▸ Stated goal
Rewrite every line of the items below as one numbered list, and skip any blank lines.

(Items from a dataset)
========
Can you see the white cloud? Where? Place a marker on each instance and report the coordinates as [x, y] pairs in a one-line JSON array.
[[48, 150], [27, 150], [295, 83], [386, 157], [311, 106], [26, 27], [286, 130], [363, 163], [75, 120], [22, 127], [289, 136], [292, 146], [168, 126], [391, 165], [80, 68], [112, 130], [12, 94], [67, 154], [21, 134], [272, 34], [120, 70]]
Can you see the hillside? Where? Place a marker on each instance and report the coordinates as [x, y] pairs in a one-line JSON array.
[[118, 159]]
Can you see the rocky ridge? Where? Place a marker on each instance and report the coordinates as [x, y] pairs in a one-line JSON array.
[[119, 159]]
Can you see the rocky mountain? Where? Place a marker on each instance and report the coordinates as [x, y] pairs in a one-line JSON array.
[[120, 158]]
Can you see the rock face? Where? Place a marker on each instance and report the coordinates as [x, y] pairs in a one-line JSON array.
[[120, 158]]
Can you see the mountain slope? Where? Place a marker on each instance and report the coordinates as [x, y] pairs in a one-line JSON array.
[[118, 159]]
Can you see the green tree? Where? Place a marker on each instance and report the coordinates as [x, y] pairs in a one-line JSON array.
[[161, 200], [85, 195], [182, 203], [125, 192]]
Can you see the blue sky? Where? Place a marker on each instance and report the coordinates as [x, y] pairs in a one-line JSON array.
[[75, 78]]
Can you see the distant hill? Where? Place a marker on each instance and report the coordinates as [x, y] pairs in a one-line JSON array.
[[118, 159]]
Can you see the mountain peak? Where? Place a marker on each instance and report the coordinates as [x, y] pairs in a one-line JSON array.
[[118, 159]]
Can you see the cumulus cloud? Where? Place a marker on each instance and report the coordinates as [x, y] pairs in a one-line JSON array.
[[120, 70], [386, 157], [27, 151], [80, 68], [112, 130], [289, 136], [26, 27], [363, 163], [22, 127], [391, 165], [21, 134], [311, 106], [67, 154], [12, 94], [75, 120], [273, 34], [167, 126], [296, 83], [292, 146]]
========
▸ Answer to the problem
1. Can you see the white cloud? Where? Place a marker on each instance and report the coordinates as [x, y] pairs in a one-line JSON array.
2. [[48, 150], [27, 150], [295, 83], [386, 157], [311, 106], [26, 27], [286, 130], [363, 163], [75, 120], [22, 127], [289, 136], [292, 146], [168, 126], [391, 165], [80, 68], [112, 130], [12, 94], [67, 154], [21, 134], [272, 34], [120, 70]]
3. Can you see the hillside? Where? Place a marker on each instance and report the coordinates as [x, y] pairs in a one-line JSON array.
4. [[118, 159]]
5. Can you see the rocky ridge? Where? Place a marker on each instance and report the coordinates as [x, y] pairs in a one-line JSON array.
6. [[119, 159]]
7. Can you see the rocky mountain? Where? Place a marker on each instance and report the coordinates as [x, y] pairs in a one-line JSON array.
8. [[120, 158]]
9. Can you see the rock face? Where? Place a marker on each instance and report the coordinates as [x, y] pairs in a one-line JSON array.
10. [[120, 158]]
11. Can you see the mountain slope? Where? Place a marker on each instance and report the coordinates as [x, y] pairs in a one-line JSON array.
12. [[118, 159]]
13. Can you see the green tree? Where? Place a marker on each instance and report the coordinates as [x, y] pairs in a one-line JSON array.
14. [[161, 200], [85, 195], [182, 203], [125, 192]]
15. Can you see the blue sky? Where? Place a marker on each instance and report the coordinates as [x, y] pairs in a one-line JSON array.
16. [[75, 78]]
17. Can you see the distant hill? Where? Place a marker on each instance and report the coordinates as [x, y] pairs in a one-line JSON array.
18. [[118, 159]]
19. Can you see the mountain peak? Where? Place a marker on each instance and report the coordinates as [x, y] pairs in a one-line JSON array.
20. [[118, 159]]
21. Can you see the cumulus cloud? Where? Place a marker on each instance and report the coordinates as [x, y] pairs in a one-line JSON array.
22. [[120, 70], [386, 157], [27, 151], [80, 68], [112, 130], [289, 136], [26, 27], [363, 163], [22, 127], [391, 165], [21, 134], [311, 106], [67, 154], [12, 94], [75, 120], [273, 34], [167, 126], [296, 83], [292, 146]]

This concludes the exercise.